EXTRAIT DU TEXTE:
┌──

L’histoire du culte des saints…, qui a pris racine dans le christianisme médiéval devenant d’une importance considérable, inséparable de celle du culte des Anges… présentent, comme caractères communs, des invocations et des hommages religieux adressés à des créatures… et un office d’intercession attribué à elles.
Les anges tiennent une grande place dans l’Ancien Testament, comme messagers et ministres de la volonté divine, on y trouve aussi des patriarches vénérés et des prophètes chargés des plus hautes missions et investis du pouvoir d’accomplir des miracles qui asservissaient les éléments et qui ressuscitaient les morts.
Néanmoins, il est impossible de découvrir dans les documents de l’Ancienne Alliance le moindre indice d’un culte affecté aux anges ou aux prophètes, ni d’invocations à eux adressées.
Cela était incompatible avec les conceptions des Juifs sur la souveraineté de l’Éternel (le Dieu fort et jaloux)… et avec les hommages religieux qui n’appartiennent qu’à lui seul.
Ces conceptions furent conservées dans leur tradition.
On lit dans le Talmud de Jérusalem : “Si quelqu’un tombe dans l’adversité, qu’il ne crie point vers Michaël ou vers Gabriel, mais qu’il crie vers moi et je lui répondrai aussitôt”…
En tant que Quelqu’un virtuel, quoique…, tombant dans l’adversité, je n’ai donc pas crié vers Michaël ou vers Gabriel, mais poussé un grand hurlement de douleur et de rage mélés… et une voix dans ma tête m’a murmuré : “Aide-toi, toi-même, le ciel n’y est pas, n’y peut rien, n’y est pour personne”…
Un illétrisme soudain m’a poussé, les deux mains tendues vers l’avant, vers le culte des seins inséparable de celui des anges… leur vouant soudain un culte masturbatoire au centre de mes invocations à la jouissance adressés à ces créatures avec lesquelles, peu à peu, dans le délire du stupre et les prières à sainte bandaison, divers offices d’intercession ont occupé une grande partie de mon temps !
Si tout est histoire de fixation, alors, il est inévitable que fleurissent les légendes, les mythes sexuels, religieux et politiques… et que, dans les archives de qui archive…, se pétrifient la mémoire des siècles passés, un passé se fait réminiscence mais dont certains objets obéissent à un autre régime temporel faits de rebuts semblant surgir d’un point qu’aucune historisation ne saurait fixer et dater.

└──

DONNÉES FOURNIES:
┌──

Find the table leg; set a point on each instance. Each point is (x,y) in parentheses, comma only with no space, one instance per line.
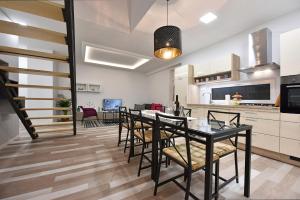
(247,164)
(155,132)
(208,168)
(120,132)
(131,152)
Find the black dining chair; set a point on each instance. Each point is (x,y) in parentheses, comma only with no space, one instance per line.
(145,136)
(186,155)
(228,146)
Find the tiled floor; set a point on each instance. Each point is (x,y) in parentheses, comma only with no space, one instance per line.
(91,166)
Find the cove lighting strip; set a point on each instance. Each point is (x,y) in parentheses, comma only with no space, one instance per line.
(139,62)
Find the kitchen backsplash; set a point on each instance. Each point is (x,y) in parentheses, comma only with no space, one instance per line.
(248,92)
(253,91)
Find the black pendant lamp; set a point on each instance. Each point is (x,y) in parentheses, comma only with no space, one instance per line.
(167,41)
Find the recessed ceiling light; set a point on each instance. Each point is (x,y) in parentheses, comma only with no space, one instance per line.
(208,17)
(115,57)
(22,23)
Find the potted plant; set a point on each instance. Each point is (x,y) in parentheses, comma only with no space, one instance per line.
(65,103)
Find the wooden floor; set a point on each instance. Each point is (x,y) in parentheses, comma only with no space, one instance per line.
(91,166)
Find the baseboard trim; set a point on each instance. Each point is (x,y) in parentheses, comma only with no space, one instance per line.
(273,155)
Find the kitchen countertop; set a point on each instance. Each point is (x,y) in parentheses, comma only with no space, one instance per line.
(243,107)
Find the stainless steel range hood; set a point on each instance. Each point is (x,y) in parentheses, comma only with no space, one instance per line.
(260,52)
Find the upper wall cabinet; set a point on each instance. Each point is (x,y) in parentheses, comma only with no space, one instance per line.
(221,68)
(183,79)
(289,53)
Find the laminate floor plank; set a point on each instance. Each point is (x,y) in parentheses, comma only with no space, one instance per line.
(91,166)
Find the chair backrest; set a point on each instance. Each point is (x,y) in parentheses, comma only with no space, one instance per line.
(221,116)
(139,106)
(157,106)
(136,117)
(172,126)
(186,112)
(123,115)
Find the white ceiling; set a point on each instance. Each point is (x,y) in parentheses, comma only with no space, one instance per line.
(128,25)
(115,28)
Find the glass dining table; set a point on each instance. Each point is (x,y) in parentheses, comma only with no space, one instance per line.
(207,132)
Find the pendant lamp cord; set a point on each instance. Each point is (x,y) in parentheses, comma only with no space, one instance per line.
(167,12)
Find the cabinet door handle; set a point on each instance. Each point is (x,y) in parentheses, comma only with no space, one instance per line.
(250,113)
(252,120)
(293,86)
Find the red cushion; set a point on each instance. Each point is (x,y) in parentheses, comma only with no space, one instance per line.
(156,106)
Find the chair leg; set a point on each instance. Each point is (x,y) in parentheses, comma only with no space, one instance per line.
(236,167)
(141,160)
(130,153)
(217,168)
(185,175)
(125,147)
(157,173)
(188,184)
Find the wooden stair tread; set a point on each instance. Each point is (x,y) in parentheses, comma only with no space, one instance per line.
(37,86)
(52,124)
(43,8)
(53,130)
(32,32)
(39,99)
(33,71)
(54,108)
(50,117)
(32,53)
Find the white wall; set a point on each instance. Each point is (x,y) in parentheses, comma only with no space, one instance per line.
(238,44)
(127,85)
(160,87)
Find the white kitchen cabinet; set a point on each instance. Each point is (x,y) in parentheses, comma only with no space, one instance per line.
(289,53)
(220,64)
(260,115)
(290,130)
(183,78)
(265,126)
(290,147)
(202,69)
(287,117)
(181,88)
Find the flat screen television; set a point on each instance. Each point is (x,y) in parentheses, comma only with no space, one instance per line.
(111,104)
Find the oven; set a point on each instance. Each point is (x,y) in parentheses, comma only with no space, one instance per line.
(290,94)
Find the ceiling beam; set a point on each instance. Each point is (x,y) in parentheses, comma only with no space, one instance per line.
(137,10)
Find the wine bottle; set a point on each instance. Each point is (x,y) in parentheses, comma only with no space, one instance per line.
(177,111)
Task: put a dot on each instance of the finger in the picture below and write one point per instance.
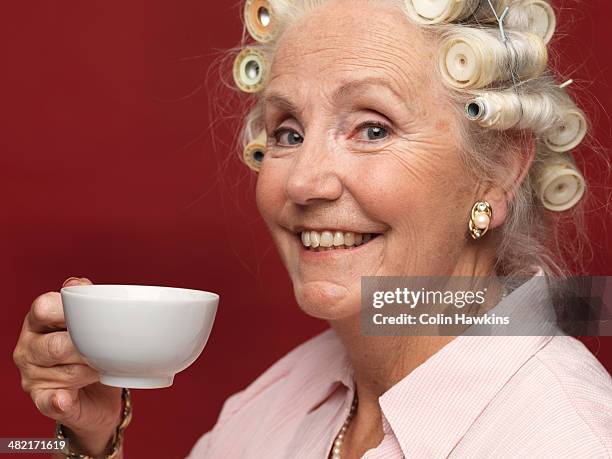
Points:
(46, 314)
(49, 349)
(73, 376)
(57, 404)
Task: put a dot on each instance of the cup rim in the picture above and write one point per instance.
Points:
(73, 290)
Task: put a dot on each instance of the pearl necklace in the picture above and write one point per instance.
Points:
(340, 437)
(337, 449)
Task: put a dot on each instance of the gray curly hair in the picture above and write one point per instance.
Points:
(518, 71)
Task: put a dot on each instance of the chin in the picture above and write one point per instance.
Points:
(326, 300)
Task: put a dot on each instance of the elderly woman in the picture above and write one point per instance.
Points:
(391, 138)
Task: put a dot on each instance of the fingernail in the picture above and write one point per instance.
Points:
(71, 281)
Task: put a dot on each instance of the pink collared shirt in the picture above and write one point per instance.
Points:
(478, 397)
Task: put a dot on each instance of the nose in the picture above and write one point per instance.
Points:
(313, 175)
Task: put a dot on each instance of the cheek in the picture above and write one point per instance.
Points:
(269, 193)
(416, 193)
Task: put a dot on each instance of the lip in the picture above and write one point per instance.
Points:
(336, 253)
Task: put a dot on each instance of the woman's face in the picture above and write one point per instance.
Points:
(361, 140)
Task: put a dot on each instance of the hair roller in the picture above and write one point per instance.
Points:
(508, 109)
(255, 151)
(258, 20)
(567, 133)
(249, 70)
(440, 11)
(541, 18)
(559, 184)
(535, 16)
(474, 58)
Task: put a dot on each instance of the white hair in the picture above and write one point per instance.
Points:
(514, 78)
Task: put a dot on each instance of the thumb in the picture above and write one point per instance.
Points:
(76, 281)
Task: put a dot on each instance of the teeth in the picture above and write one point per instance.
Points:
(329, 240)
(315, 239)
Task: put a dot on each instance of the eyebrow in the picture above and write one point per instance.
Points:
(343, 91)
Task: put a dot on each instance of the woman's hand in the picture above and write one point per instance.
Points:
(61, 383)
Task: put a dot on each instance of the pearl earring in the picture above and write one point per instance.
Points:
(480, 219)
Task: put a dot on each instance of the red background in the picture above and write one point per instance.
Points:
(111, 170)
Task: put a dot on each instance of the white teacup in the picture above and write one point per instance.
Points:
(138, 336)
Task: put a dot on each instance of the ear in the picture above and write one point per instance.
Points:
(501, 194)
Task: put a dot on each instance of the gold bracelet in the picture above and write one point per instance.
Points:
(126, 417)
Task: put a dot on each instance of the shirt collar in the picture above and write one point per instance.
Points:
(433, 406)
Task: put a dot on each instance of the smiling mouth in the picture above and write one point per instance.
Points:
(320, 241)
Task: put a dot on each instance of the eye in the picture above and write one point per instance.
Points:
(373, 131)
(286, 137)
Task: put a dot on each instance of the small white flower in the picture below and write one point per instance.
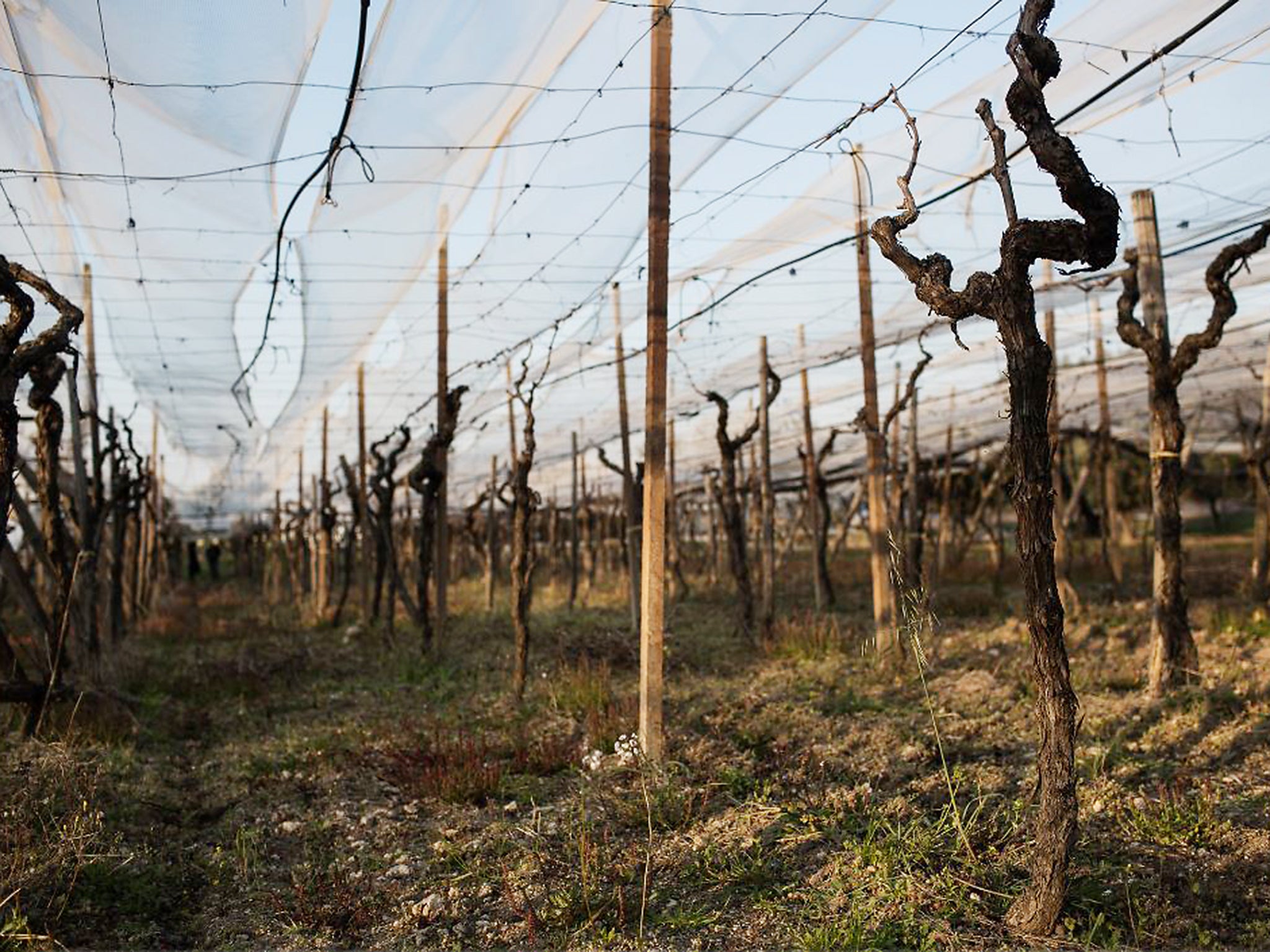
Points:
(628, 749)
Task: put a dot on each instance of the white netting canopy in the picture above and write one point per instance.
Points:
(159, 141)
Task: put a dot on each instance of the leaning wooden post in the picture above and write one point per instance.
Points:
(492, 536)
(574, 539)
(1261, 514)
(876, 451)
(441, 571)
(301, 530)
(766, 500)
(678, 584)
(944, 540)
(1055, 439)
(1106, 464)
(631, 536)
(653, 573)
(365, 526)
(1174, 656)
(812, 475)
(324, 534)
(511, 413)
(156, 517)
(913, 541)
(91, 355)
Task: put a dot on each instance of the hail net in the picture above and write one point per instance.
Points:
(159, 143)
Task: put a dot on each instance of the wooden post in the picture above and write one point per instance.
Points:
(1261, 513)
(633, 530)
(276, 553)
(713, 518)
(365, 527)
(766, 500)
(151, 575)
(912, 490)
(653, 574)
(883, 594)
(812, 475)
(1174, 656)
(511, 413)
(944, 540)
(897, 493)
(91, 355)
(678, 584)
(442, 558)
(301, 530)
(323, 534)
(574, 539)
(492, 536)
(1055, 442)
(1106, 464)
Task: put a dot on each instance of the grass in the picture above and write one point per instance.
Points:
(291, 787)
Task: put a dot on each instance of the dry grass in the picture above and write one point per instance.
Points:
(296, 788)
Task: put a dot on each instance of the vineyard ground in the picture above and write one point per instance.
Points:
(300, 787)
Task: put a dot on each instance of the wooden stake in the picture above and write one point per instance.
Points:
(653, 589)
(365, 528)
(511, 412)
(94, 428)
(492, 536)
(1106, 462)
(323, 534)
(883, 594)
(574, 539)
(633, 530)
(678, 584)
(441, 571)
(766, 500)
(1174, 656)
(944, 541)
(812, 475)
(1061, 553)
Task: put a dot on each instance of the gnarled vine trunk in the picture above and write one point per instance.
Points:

└──

CONSIGNE:
Extrayez du texte sur le culte des saints et des anges tout ce qui va de « Les anges tiennent » jusqu'à « à eux adressées. ». Les enregistrements forment un matériau à part, distinct du texte.

RÉPONSE CI-DESSOUS:
Les anges tiennent une grande place dans l’Ancien Testament, comme messagers et ministres de la volonté divine, on y trouve aussi des patriarches vénérés et des prophètes chargés des plus hautes missions et investis du pouvoir d’accomplir des miracles qui asservissaient les éléments et qui ressuscitaient les morts.
Néanmoins, il est impossible de découvrir dans les documents de l’Ancienne Alliance le moindre indice d’un culte affecté aux anges ou aux prophètes, ni d’invocations à eux adressées.